• Action item: Output all the records below, word for word.
'''
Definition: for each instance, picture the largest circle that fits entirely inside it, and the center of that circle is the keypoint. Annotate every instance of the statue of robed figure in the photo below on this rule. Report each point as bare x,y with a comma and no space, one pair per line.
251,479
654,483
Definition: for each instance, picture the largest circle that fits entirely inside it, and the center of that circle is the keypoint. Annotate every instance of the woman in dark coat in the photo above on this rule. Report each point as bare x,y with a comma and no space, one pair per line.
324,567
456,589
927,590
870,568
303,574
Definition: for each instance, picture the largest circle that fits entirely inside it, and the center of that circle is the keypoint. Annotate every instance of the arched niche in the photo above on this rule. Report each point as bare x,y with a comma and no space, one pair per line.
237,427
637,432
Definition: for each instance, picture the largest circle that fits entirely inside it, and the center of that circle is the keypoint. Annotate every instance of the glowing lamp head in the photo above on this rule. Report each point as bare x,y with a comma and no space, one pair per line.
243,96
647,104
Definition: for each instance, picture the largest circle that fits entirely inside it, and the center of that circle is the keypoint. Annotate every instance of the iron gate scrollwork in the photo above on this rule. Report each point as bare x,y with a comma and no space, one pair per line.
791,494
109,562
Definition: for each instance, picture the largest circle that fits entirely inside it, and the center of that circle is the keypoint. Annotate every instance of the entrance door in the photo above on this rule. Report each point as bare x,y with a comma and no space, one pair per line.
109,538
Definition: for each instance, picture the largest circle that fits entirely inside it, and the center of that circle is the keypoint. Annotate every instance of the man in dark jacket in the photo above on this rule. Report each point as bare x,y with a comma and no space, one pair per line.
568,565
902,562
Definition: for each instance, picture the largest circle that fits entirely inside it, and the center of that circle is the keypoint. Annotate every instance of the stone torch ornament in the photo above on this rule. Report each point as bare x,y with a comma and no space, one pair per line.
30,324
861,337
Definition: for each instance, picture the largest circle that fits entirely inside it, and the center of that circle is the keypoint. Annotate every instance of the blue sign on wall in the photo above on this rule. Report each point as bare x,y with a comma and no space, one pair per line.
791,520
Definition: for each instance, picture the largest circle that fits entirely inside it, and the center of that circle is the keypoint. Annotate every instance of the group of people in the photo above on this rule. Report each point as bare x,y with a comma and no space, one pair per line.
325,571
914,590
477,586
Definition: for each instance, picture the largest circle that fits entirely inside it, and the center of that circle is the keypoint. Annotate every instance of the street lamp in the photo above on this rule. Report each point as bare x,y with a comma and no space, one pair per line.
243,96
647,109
'''
• Task solution:
Definition: for each instance, picture the largest circle that fits entirely inside it, and the center of that circle is the keypoint. Annotate every instance of the statue of robed figure in the photo below on this rule. Report each point as bare x,y with a comma and no space, one pair per line.
251,479
654,483
Definition: for each instance, picture the largest circle that fits entirely inside it, and the center of that circle is the keypoint. Annotate every instance of the woman in dark coat in the photo above on this rule. Report each point as bare x,y with a comma and no space, one pair per line.
324,567
456,589
927,590
870,568
303,574
Definition: for each instance, picture the largest circle that fits entirely inside it, and the center of that circle is the keypoint. Annotate every instance of the arched niche in the photo above on this rule. Report each point as bare x,y with a comma and no space, one pair per line.
237,427
637,432
Definition: for each instance, picture the largest circle that fits entirely inside it, and the center of that circle is the keypoint. Annotate every instance of the glowing lamp head in the photo above on this rule. Report each point as bare x,y with a comma and no space, one pair per line.
243,96
647,104
Definition: for each instance, picture the largest circle that fits entirely inside it, and the center of that circle is the keypoint. Annotate every instance of the iron gate scrollwork in the photo above on this rule. Report each point as bare x,y with a comma and no space, one pair per line.
791,494
109,562
Definition: for each instance, picture the largest circle that fits entirely inside it, and the center of that circle is the keypoint. Annotate every instance of the entrance door in the photo above on this rule. Report each point as bare x,y with a comma and no space, one pair per line.
109,538
Definition: for each instance, picture the largest circle that fits entirely inside it, and the center of that circle is the keypoint. Annotate every instance of the man in dark jacket in the photo above on this rule. Report each point as bare x,y with a comma and no space, one pair per line.
568,565
902,562
Definition: for each instance, picture the largest circle that fits entirely inside it, and the center of that circle is the keypoint. Annotate every instance of the stone torch ornament in the photo above on this rule. Report each point as bare x,y with a comma and no space, one pair per line.
30,324
861,337
Definition: for each instance, picture the largest circle that fits entirely inside it, and the center of that circle is the keypoint. Annotate every instance of the blue sign on wall in the photo above on this rule. Report each point as bare x,y with a comma and no space, one pair per line.
791,520
Definition: for each instance, picture the largest circle that fits entirely inside it, and the center of that circle is the keypoint. Annotate every instance of the group of people in the photo above on this rule. Report each point as bare x,y with a comma and no space, one pair per line.
325,571
914,590
477,586
Definition: for each instance, picture the largest circle that fits entirely inside it, and the center of that circle is the keypoint. Annotate every instance of the street lamp in the photo above on this rule. Report each point as bare x,y with a comma and no space, one pair per line.
243,96
647,109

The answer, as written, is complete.